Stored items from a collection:
╭──

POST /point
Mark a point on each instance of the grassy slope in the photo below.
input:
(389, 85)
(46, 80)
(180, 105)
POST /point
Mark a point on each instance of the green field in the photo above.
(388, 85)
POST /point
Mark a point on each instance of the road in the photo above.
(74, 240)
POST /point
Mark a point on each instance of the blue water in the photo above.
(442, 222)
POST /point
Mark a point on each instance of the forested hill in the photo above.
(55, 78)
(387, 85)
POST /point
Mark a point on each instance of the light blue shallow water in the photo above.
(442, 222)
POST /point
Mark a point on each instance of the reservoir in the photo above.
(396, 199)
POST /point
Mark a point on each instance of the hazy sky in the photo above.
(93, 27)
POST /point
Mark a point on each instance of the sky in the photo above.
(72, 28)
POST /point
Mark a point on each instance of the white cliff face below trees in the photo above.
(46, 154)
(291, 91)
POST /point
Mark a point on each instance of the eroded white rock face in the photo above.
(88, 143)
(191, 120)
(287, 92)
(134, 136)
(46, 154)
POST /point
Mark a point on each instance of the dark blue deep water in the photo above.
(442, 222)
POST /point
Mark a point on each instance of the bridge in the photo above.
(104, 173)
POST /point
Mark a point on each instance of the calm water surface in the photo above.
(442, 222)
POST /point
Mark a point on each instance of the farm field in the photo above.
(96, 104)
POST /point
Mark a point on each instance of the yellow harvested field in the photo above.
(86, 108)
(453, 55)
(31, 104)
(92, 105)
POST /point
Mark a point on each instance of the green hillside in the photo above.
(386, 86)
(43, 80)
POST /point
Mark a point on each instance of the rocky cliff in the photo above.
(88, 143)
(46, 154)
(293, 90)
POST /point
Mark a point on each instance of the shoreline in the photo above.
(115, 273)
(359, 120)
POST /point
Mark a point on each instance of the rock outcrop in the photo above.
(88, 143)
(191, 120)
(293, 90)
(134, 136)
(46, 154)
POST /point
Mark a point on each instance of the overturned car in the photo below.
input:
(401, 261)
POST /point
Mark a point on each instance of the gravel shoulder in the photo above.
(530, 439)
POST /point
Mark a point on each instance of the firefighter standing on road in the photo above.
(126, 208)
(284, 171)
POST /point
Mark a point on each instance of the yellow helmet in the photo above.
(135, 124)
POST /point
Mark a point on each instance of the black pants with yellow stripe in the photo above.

╰──

> [Set problem]: Copy out each record from above, exactly.

> [Output for this exercise]:
POST /point
Mark a point on each instance of the grassy slope in the photo below.
input:
(389, 85)
(46, 80)
(180, 105)
POST /point
Mark a point on each instance of the green field in the photo above.
(388, 85)
POST /point
Mark a point on each instance of the road in the photo above.
(74, 240)
POST /point
Mark a point on each instance of the blue water in the photo above.
(442, 222)
POST /point
Mark a point on each instance of the forested hill in the photo above.
(55, 78)
(387, 85)
POST /point
Mark a point on each instance of the light blue shallow water in the photo above.
(442, 222)
POST /point
Mark a point on each instance of the reservoir in the photo above.
(396, 199)
POST /point
Mark a point on each instance of the hazy sky in the photo above.
(93, 27)
POST /point
Mark a point on each instance of the sky in the photo above.
(72, 28)
POST /point
Mark a point on each instance of the white cliff face below trees in the photo above.
(46, 154)
(291, 91)
POST /point
Mark a point on each instance of the eroded white rock face in the photo above.
(88, 143)
(191, 120)
(287, 92)
(134, 136)
(46, 154)
POST /point
Mark a point on each instance of the dark blue deep water in the photo above.
(442, 222)
POST /point
Mark a point on each instance of the bridge in the photo above.
(104, 173)
POST /point
Mark a point on each instance of the calm water surface in the photo above.
(442, 222)
POST /point
Mark a point on each instance of the farm field in the photo above.
(96, 104)
POST /point
Mark a point on each instance of the yellow harvested field in the photo above.
(86, 108)
(453, 55)
(31, 104)
(92, 105)
POST /point
Mark a point on each instance of the green hillside in the photo above.
(386, 86)
(43, 80)
POST /point
Mark a point on each instance of the rocky cliff in the photo above.
(88, 143)
(46, 154)
(293, 90)
POST /point
Mark a point on each instance of the shoreline in the photo above.
(115, 273)
(359, 120)
POST /point
Mark a point on each instance of the rock outcrop in the photo above.
(88, 143)
(191, 120)
(293, 90)
(134, 136)
(46, 154)
POST /point
Mark a point on each instance of the overturned car in the photo below.
input:
(401, 261)
POST /point
Mark a point on each instance of the gravel shoulder in the photo above.
(530, 439)
POST /point
Mark a point on each instance of the firefighter standing on road in the photo above.
(126, 208)
(284, 171)
POST /point
Mark a point on each instance of the yellow helmet in the photo above.
(135, 124)
POST /point
Mark a point on each instance of the black pants with yellow stripe in the photo above.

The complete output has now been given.